= Required actions =
(1) Update the ticketlock patch reply: give everything from "I would say" down to "-#if (CONFIG_NR_CPUS< 256)" again, with "production environment" changed to "real deployment".
(2) Continue the ticketlock patch reply from the point where it stops.

= Text excerpt =

[<prev] [next>] [<thread-prev] [thread-next>] [day] [month] [year] [list]
Message-ID: <1370967632.9844.182.camel@gandalf.local.home>
Date: Tue, 11 Jun 2013 12:20:32 -0400
From: Steven Rostedt <rostedt@...dmis.org>
To: Waiman Long <waiman.long@...com>
Cc: paulmck@...ux.vnet.ibm.com, linux-kernel@...r.kernel.org,
mingo@...e.hu, laijs@...fujitsu.com, dipankar@...ibm.com,
akpm@...ux-foundation.org, mathieu.desnoyers@...icios.com,
josh@...htriplett.org, niv@...ibm.com, tglx@...utronix.de,
peterz@...radead.org, Valdis.Kletnieks@...edu, dhowells@...hat.com,
edumazet@...gle.com, darren@...art.com, fweisbec@...il.com,
sbw@....edu, torvalds@...ux-foundation.org
Subject: Re: [PATCH RFC ticketlock] Auto-queued ticketlock
On Tue, 2013-06-11 at 11:57 -0400, Waiman Long wrote:
> This is an interesting patch and I think it is useful for workloads that
> run on systems with a large number of CPUs.
I would say it is definitely a fun academic patch, now if it is
something for a production environment remains to be seen.
>
> > diff --git a/arch/x86/include/asm/spinlock_types.h b/arch/x86/include/asm/spinlock_types.h
> > index ad0ad07..cdaefdd 100644
> > --- a/arch/x86/include/asm/spinlock_types.h
> > +++ b/arch/x86/include/asm/spinlock_types.h
> > @@ -7,12 +7,18 @@
> >
> > #include<linux/types.h>
> >
> > -#if (CONFIG_NR_CPUS< 256)
> > +#if (CONFIG_NR_CPUS< 128)
> > typedef u8 __ticket_t;
> > typedef u16 __ticketpair_t;
> > -#else
> > +#define TICKET_T_CMP_GE(a, b) (UCHAR_MAX / 2>= (unsigned char)((a) - (b)))
> > +#elif (CONFIG_NR_CPUS< 32768)
> > typedef u16 __ticket_t;
> > typedef u32 __ticketpair_t;
> > +#define TICKET_T_CMP_GE(a, b) (USHRT_MAX / 2>= (unsigned short)((a) - (b)))
> > +#else
> > +typedef u32 __ticket_t;
> > +typedef u64 __ticketpair_t;
> > +#define TICKET_T_CMP_GE(a, b) (UINT_MAX / 2>= (unsigned int)((a) - (b)))

= Records shown =

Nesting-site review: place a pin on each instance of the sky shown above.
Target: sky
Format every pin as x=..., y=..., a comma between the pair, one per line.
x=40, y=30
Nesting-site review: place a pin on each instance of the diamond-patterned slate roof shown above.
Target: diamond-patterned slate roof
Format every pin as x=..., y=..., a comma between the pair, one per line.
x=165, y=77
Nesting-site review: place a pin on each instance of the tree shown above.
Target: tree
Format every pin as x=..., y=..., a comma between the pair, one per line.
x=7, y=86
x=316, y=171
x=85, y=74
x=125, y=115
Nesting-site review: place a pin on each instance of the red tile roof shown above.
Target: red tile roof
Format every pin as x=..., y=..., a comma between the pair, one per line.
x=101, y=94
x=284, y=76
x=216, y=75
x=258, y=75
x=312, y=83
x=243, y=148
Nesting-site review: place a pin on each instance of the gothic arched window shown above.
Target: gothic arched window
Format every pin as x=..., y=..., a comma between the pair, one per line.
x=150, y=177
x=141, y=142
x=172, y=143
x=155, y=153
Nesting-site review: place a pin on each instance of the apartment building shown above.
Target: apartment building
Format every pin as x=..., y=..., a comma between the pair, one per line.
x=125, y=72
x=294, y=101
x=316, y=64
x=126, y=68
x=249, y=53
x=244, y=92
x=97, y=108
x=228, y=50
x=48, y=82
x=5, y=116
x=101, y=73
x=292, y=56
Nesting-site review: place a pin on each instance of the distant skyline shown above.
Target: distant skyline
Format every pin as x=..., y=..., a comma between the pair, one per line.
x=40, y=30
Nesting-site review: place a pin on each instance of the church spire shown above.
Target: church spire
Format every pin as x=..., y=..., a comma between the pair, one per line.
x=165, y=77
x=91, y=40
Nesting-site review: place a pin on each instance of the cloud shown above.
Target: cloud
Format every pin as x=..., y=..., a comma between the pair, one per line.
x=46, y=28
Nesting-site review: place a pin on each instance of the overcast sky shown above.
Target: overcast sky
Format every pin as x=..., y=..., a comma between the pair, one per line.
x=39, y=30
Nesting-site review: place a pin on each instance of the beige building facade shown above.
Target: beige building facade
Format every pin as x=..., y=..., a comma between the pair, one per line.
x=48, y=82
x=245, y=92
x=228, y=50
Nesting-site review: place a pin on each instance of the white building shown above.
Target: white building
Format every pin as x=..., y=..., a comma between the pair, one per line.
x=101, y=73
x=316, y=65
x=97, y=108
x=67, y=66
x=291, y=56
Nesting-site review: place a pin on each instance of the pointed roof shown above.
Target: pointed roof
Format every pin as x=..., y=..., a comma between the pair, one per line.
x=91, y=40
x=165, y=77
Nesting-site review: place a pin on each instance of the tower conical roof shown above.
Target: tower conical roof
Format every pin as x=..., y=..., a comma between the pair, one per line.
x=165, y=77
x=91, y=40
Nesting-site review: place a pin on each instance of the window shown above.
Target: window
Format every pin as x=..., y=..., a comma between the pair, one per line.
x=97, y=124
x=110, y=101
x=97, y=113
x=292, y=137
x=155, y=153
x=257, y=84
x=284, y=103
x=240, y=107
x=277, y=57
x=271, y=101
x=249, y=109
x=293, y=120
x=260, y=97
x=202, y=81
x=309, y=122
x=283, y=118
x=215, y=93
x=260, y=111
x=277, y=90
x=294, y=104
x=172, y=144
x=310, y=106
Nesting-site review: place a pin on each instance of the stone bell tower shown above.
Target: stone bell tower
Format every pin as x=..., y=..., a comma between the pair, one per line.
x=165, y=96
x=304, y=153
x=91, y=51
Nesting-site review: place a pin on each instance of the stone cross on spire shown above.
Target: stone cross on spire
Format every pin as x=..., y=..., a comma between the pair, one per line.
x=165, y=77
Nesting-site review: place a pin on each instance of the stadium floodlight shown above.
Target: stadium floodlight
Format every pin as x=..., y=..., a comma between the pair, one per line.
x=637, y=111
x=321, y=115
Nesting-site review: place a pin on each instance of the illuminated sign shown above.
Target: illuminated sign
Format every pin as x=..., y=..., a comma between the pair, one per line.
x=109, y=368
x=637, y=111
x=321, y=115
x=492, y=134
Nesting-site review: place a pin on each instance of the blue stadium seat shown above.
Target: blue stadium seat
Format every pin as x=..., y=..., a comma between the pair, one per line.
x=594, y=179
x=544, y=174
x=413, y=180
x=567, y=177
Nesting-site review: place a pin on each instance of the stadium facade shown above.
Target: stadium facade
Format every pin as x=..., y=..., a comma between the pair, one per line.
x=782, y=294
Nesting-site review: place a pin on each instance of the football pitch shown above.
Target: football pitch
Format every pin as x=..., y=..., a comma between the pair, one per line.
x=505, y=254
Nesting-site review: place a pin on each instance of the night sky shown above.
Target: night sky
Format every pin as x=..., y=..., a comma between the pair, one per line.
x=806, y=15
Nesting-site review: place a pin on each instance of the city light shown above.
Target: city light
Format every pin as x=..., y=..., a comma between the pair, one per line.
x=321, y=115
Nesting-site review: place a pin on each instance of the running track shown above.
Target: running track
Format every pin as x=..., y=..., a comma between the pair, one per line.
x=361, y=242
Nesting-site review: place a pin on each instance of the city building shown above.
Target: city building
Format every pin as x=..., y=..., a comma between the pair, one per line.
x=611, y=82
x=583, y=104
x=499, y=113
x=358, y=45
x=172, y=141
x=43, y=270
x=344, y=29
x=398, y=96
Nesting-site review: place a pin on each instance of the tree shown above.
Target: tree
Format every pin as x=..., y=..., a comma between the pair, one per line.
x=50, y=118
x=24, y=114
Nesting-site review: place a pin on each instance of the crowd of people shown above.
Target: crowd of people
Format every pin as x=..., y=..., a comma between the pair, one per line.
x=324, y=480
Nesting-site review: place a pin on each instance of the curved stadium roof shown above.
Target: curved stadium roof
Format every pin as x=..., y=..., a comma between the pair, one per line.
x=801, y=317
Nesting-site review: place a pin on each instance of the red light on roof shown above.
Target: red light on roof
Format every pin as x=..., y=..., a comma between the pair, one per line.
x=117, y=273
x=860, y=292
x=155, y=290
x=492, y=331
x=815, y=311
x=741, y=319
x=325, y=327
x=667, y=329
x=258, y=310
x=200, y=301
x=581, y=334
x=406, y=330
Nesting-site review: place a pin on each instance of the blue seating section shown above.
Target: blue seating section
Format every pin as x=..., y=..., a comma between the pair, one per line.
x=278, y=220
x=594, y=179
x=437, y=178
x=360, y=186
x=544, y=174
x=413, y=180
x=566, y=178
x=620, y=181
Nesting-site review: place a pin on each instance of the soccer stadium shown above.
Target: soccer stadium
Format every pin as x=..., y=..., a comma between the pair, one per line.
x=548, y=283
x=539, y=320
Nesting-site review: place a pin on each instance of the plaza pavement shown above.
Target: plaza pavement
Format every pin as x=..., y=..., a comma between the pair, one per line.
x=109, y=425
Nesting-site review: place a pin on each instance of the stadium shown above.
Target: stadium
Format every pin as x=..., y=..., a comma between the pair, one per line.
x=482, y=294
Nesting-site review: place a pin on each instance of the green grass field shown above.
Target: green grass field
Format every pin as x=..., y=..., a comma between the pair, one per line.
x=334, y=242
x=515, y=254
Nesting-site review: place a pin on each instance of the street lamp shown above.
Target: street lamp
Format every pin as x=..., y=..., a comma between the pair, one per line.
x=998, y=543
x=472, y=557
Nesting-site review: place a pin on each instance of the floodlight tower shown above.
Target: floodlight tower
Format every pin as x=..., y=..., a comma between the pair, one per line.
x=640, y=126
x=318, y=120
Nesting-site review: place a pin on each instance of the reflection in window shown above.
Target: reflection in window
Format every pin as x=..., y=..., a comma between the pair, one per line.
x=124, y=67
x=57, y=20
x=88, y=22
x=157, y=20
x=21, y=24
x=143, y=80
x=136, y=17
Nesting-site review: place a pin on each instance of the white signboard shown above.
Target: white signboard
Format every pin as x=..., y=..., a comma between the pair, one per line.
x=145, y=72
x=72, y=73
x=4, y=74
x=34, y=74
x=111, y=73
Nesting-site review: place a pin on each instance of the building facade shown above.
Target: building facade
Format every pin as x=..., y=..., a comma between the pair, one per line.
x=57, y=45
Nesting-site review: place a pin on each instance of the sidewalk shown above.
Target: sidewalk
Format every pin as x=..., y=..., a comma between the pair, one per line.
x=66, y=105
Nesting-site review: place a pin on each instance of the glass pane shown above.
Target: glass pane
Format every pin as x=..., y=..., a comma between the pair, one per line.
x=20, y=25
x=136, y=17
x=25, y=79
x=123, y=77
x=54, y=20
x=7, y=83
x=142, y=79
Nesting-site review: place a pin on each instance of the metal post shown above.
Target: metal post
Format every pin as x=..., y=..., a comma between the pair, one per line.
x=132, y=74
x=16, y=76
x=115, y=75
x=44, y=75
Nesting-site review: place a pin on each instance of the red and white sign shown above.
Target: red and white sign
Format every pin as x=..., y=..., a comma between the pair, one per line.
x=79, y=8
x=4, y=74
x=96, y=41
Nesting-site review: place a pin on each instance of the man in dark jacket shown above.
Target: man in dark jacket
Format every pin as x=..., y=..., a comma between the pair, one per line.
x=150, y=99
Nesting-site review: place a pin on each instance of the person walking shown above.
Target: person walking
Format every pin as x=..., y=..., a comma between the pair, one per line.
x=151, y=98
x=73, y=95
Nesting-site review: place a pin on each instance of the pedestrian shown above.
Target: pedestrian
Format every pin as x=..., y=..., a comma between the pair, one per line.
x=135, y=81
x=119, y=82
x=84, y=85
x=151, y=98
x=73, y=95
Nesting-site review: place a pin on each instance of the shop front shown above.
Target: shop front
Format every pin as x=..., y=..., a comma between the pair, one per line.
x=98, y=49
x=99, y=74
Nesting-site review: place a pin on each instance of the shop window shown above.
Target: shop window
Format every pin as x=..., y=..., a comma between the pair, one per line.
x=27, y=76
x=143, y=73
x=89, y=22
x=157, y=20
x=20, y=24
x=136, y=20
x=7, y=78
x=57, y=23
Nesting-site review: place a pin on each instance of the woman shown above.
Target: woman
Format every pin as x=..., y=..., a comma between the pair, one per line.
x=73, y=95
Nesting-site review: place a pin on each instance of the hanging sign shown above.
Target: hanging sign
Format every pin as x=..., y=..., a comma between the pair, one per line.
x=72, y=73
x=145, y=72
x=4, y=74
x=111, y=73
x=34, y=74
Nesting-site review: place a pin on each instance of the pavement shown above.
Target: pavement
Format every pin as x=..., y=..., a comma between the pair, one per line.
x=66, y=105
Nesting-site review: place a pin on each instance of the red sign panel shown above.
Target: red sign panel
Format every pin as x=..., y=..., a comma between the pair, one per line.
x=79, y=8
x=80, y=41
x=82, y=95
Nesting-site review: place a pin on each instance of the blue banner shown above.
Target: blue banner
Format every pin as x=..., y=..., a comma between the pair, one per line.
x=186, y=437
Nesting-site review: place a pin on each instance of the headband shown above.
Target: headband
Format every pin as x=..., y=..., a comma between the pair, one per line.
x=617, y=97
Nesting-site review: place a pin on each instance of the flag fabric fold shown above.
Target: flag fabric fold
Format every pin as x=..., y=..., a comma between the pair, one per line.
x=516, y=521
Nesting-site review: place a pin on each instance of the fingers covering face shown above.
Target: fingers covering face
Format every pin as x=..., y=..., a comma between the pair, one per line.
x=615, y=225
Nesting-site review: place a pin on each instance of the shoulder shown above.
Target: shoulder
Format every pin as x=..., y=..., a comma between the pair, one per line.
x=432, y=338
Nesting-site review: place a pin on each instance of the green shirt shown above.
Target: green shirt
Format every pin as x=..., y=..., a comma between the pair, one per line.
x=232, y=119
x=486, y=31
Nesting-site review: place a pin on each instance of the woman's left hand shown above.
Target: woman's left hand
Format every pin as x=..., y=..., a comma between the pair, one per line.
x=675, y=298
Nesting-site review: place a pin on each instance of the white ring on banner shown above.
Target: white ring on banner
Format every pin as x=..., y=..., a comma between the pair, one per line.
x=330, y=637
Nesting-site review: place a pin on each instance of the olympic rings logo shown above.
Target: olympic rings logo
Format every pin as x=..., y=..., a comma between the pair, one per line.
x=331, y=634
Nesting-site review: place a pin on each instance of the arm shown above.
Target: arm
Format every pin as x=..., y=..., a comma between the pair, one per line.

= Per-task outputs =
(1)
I would say it is definitely a fun academic patch, now if it is
something for a real deployment remains to be seen.
>
> > diff --git a/arch/x86/include/asm/spinlock_types.h b/arch/x86/include/asm/spinlock_types.h
> > index ad0ad07..cdaefdd 100644
> > --- a/arch/x86/include/asm/spinlock_types.h
> > +++ b/arch/x86/include/asm/spinlock_types.h
> > @@ -7,12 +7,18 @@
> >
> > #include<linux/types.h>
> >
> > -#if (CONFIG_NR_CPUS< 256)

(2)
> > #endif
>
> It is theoretically possible that a large number of CPUs (says 64 or
> more with CONFIG_NR_CPUS < 128) can acquire a ticket from the lock
> before the check for TICKET_T_CMP_GE() in tkt_spin_pass(). So the check
> will fail even when there is a large number of CPUs contending for the
> lock. The chance of this happening is, of course, extremely rare. This
> is not an error as the lock is still working as it should be without
> your change.
Can you explain this more. How can you acquire the ticket and update at
the same time? If a queue has been set, then you can't acquire the
ticket as the head has a 1 appended to it.
> >
> > +/*
> > + * TKT_Q_SWITCH is twice the number of CPUs that must be spinning on a
> > + * given ticket lock to motivate switching to spinning on a queue.
> > + * The reason that it is twice the number is because the bottom bit of
> > + * the ticket is reserved for the bit that indicates that a queue is
> > + * associated with the lock.
> > + */
> > +#define TKT_Q_SWITCH (16 * 2)
> > +
> > +/*
> > + * TKT_Q_NQUEUES is the number of queues to maintain. Large systems
> > + * might have multiple highly contended locks, so provide more queues for
> > + * systems with larger numbers of CPUs.
> > + */
> > +#define TKT_Q_NQUEUES (DIV_ROUND_UP(NR_CPUS + TKT_Q_SWITCH - 1, TKT_Q_SWITCH) * 2)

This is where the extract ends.